# WHAT TO PRODUCE
From start to end of the material below, restate each line exactly.

# DATASET CONTENT
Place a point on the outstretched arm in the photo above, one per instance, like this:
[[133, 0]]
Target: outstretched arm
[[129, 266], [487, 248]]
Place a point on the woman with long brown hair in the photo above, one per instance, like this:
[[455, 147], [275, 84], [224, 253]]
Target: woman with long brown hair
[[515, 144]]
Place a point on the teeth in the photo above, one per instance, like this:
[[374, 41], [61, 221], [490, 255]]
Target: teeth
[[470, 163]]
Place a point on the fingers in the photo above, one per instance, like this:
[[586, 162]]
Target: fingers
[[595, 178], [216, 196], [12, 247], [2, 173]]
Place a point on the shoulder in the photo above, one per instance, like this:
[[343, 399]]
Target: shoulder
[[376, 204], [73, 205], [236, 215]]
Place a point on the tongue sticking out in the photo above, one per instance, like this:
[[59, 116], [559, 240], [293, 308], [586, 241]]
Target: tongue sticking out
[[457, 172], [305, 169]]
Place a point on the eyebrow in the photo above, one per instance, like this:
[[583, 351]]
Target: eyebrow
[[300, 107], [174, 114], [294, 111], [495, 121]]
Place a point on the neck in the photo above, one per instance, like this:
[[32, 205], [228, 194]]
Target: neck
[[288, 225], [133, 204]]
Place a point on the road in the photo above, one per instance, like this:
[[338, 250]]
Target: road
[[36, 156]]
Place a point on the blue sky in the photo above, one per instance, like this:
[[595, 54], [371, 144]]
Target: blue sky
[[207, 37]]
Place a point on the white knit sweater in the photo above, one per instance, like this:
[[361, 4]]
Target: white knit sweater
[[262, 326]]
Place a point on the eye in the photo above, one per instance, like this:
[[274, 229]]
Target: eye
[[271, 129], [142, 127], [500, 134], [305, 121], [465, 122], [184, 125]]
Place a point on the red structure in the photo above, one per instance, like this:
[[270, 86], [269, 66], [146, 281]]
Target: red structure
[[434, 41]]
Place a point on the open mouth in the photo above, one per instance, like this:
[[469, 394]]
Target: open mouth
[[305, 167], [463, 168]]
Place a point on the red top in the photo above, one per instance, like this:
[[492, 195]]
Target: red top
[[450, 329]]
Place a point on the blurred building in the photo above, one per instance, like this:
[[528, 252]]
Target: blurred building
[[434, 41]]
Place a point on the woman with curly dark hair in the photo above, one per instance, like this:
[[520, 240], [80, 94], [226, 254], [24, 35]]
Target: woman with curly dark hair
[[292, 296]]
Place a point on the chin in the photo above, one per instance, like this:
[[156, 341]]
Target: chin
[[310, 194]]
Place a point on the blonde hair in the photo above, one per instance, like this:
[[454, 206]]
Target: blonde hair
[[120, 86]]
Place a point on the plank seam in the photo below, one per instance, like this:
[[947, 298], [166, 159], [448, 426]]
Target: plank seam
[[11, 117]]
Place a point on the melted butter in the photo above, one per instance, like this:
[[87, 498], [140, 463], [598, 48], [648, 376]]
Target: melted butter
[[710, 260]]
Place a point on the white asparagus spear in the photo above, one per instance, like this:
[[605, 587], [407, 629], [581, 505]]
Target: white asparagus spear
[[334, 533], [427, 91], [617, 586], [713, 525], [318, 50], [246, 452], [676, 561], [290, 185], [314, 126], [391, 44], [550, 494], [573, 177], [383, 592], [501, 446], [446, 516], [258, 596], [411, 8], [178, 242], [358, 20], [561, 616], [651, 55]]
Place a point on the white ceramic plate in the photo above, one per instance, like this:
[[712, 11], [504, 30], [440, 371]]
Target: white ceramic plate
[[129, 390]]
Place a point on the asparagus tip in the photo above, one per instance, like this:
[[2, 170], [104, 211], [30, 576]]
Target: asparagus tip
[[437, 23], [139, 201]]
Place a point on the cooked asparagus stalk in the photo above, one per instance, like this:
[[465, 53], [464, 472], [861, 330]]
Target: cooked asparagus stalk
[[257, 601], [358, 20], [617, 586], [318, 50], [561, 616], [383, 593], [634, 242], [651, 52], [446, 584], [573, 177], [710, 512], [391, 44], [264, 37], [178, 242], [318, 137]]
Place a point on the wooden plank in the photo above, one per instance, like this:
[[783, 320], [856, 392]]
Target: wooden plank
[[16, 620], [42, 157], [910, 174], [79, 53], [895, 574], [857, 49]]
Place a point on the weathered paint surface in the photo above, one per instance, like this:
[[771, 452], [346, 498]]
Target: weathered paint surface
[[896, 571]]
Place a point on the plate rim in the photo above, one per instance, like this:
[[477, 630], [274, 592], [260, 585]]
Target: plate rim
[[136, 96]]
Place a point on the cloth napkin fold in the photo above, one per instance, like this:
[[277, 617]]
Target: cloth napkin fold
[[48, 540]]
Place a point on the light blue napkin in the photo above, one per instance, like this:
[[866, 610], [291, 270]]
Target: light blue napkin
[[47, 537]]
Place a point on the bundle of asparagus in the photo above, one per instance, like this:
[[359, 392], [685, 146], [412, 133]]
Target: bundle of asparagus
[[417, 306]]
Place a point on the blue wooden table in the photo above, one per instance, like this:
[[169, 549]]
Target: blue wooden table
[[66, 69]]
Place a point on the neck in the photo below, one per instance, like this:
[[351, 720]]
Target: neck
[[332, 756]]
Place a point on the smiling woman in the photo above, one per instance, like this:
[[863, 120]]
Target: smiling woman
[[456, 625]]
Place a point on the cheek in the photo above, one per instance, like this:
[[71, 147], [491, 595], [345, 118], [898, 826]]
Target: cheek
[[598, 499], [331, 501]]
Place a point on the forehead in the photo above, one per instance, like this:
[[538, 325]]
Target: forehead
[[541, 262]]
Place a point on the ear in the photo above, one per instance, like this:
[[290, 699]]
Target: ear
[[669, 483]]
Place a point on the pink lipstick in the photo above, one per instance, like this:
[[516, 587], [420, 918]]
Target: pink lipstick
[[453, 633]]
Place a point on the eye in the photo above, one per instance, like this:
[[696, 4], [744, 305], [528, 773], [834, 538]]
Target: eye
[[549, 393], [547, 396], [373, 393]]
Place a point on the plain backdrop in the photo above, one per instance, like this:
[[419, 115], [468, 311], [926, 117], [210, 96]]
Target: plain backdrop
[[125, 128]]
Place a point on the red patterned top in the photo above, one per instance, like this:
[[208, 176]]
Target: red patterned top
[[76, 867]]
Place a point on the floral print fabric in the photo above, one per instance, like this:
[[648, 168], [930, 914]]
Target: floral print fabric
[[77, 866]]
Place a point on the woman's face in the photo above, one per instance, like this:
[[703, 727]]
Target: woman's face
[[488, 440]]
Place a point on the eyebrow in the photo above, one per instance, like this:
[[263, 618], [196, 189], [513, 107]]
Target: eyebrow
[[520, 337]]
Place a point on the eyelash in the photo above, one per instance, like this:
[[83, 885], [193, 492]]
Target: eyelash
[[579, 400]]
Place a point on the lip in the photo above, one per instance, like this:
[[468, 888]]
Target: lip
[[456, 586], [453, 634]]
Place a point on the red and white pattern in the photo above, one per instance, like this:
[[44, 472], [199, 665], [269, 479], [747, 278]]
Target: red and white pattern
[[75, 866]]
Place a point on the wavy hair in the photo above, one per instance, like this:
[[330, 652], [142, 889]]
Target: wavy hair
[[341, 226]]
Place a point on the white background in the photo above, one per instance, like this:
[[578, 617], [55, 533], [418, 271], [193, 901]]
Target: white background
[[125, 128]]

# COMPLETED TASK
Place a point on the outstretched arm in the photo above, one per instance, like this:
[[133, 0]]
Target: outstretched arm
[[129, 266], [487, 248]]
Place a point on the woman with long brown hair in the photo above, one per instance, like this:
[[455, 147], [275, 84], [224, 253]]
Target: woman with long brown hair
[[515, 144]]
Place a point on the teeth in the photo above, one per instance, like this:
[[374, 41], [61, 221], [490, 255]]
Target: teeth
[[470, 163]]
Place a point on the fingers in the photo above, one per instance, like this:
[[586, 162]]
Target: fingers
[[595, 178], [216, 196], [12, 247], [2, 173]]
Place a point on the shoulder in the photo above, one per instance, like this:
[[343, 399]]
Target: shoulder
[[376, 204], [73, 205], [236, 215]]
Place a point on the tongue sticking out in the photo above, one per instance, like this:
[[59, 116], [559, 240], [293, 308], [586, 241]]
Target: tongue sticking out
[[457, 172], [305, 169]]
Place a point on the eyebrow in the photo above, one per instance, like this:
[[583, 351]]
Target: eyebrow
[[300, 107], [174, 114], [294, 111], [495, 121]]
Place a point on the neck in the photo above, one per instance, like this:
[[32, 205], [228, 194]]
Target: neck
[[288, 225], [133, 204]]
Place a point on the road in the photo above, one per instance, like this:
[[338, 250]]
Target: road
[[36, 156]]
Place a point on the blue sky in the photo above, one per instance, like this:
[[595, 54], [371, 144]]
Target: blue sky
[[207, 37]]
Place a point on the white knit sweater in the photo above, one per instance, like this:
[[361, 4]]
Target: white knit sweater
[[262, 326]]
Place a point on the eye in the photo above, one per instance, like this:
[[274, 229]]
Target: eye
[[271, 129], [142, 127], [500, 134], [305, 121], [465, 122], [184, 125]]
Place a point on the red structure in the photo above, one per instance, like this:
[[270, 86], [269, 66], [146, 281]]
Target: red structure
[[434, 41]]
Place a point on the open mouth in the photo above, one per instance, like this:
[[469, 394]]
Target: open mouth
[[305, 167], [463, 168]]
Place a point on the red top in the photo above, one per instance, like this:
[[492, 195]]
Target: red top
[[450, 329]]
Place a point on the blurred building in the photo above, one per instance, like this:
[[528, 252]]
Target: blurred building
[[434, 41]]
Place a point on the woman with curly dark hair in the photo above, one per instance, like this:
[[520, 240], [80, 94], [226, 254], [24, 35]]
Target: woman with curly dark hair
[[292, 296]]
Place a point on the chin in the photo above, one per instance, like this:
[[156, 341]]
Target: chin
[[310, 194]]
Place a point on the blonde hair in the photo above, one per instance, like this:
[[454, 206]]
Target: blonde hair
[[120, 86]]
Place a point on the plank seam in the photo below, one per instance, like this:
[[947, 298], [166, 159], [448, 426]]
Target: plank seam
[[11, 117]]
Place a point on the melted butter in the photo above, one per instance, like this:
[[87, 498], [140, 463], [598, 48], [648, 376]]
Target: melted butter
[[710, 260]]
Place a point on the white asparagus spear in the photo above, one per instance, like this:
[[605, 587], [407, 629], [581, 505]]
Target: white asparagus spear
[[334, 533], [427, 91], [617, 586], [713, 525], [318, 50], [246, 452], [676, 561], [290, 185], [314, 126], [391, 44], [550, 494], [573, 177], [383, 592], [501, 446], [446, 516], [258, 596], [411, 8], [178, 242], [358, 20], [561, 616], [651, 55]]
Place a point on the white ceramic plate in the photo above, one per instance, like this:
[[712, 11], [504, 30], [440, 371]]
Target: white ceramic plate
[[129, 390]]
Place a point on the asparagus tip in the photo above, one per instance, like this:
[[2, 170], [104, 211], [30, 576]]
Target: asparagus tip
[[437, 23], [139, 201]]
Place a point on the cooked asparagus stalk in the photo above, one per instance, like this:
[[465, 53], [464, 472], [861, 330]]
Target: cooked asparagus stalk
[[257, 601], [358, 20], [617, 586], [318, 50], [561, 616], [383, 593], [634, 242], [651, 52], [446, 584], [573, 177], [710, 512], [391, 44], [264, 37], [178, 242], [318, 137]]
Place a point on the wooden plank in the photo above, one per instance, like this:
[[783, 320], [856, 392]]
Target: wooden plank
[[16, 620], [42, 157], [910, 174], [79, 53], [895, 574], [857, 49]]
Place a point on the weathered paint surface in the photo above, one per instance, like this:
[[771, 452], [346, 498]]
Target: weathered paint surface
[[896, 571]]
Place a point on the plate rim in the photo above, one per instance, like this:
[[477, 630], [274, 592], [260, 585]]
Target: plate rim
[[136, 96]]
Place a point on the cloth napkin fold in the photo above, one per instance, like this:
[[277, 617]]
Target: cloth napkin fold
[[48, 540]]
Place a point on the light blue napkin in the photo above, one per instance, like this:
[[866, 610], [291, 270]]
Target: light blue napkin
[[47, 537]]
Place a point on the bundle of asparagus in the photo above, one per instance, like this:
[[359, 392], [685, 146], [412, 133]]
Target: bundle of asparagus
[[417, 306]]
Place a point on the blue wooden table in the photo above, one per instance, like this:
[[169, 549]]
Target: blue wooden table
[[66, 69]]
Place a point on the neck in the photo below, one per instance, like this:
[[351, 720]]
Target: neck
[[332, 756]]
Place a point on the smiling woman in the photo above, one per instance, like this:
[[863, 120]]
Target: smiling woman
[[456, 625]]
Place a point on the cheek in the photo above, one per instance, like this:
[[71, 147], [491, 595], [345, 118], [898, 826]]
Target: cheek
[[598, 499], [331, 501]]
Place a point on the forehead in the photo above, one per instance, like this:
[[538, 325]]
Target: forehead
[[541, 262]]
Place a point on the ear in the photo above, one per instance, like this:
[[290, 699]]
Target: ear
[[669, 483]]
Place a point on the pink lipstick in the photo above, one per instance, like this:
[[516, 587], [420, 918]]
Target: pink lipstick
[[453, 633]]
Place a point on the eye in the photo above, one per instance, like this:
[[696, 4], [744, 305], [528, 773], [834, 538]]
Target: eye
[[549, 393], [547, 396], [373, 393]]
Place a point on the plain backdrop in the photo above, one per instance, like this:
[[419, 115], [468, 311], [926, 117], [210, 96]]
Target: plain backdrop
[[125, 128]]
Place a point on the red patterned top in the photo above, one per instance, like this:
[[208, 176]]
Target: red patterned top
[[76, 867]]
Place a point on the floral print fabric in the photo above, one per instance, like this:
[[648, 168], [930, 914]]
Target: floral print fabric
[[77, 866]]
Place a point on the woman's face in the photo above, one per instance, like this:
[[703, 727]]
Target: woman's face
[[488, 440]]
Place a point on the eyebrow in the photo above, one per instance, like this:
[[263, 618], [196, 189], [513, 107]]
Target: eyebrow
[[520, 337]]
Place a point on the eyelash in the photo above, one per instance, like this:
[[83, 885], [193, 492]]
Target: eyelash
[[579, 400]]
Place a point on the lip in the photo above, one per instance, like this:
[[468, 888]]
Target: lip
[[456, 586], [453, 634]]
Place a point on the red and white pattern in the photo above, one per instance, like this:
[[44, 472], [199, 665], [269, 479], [747, 278]]
Target: red and white pattern
[[75, 866]]
Place a point on the wavy hair in the photo above, one per instance, like this:
[[330, 652], [142, 889]]
Target: wavy hair
[[341, 226]]
Place a point on the white background in the photo above, one per instance, like this:
[[578, 617], [55, 533], [418, 271], [193, 901]]
Target: white background
[[125, 128]]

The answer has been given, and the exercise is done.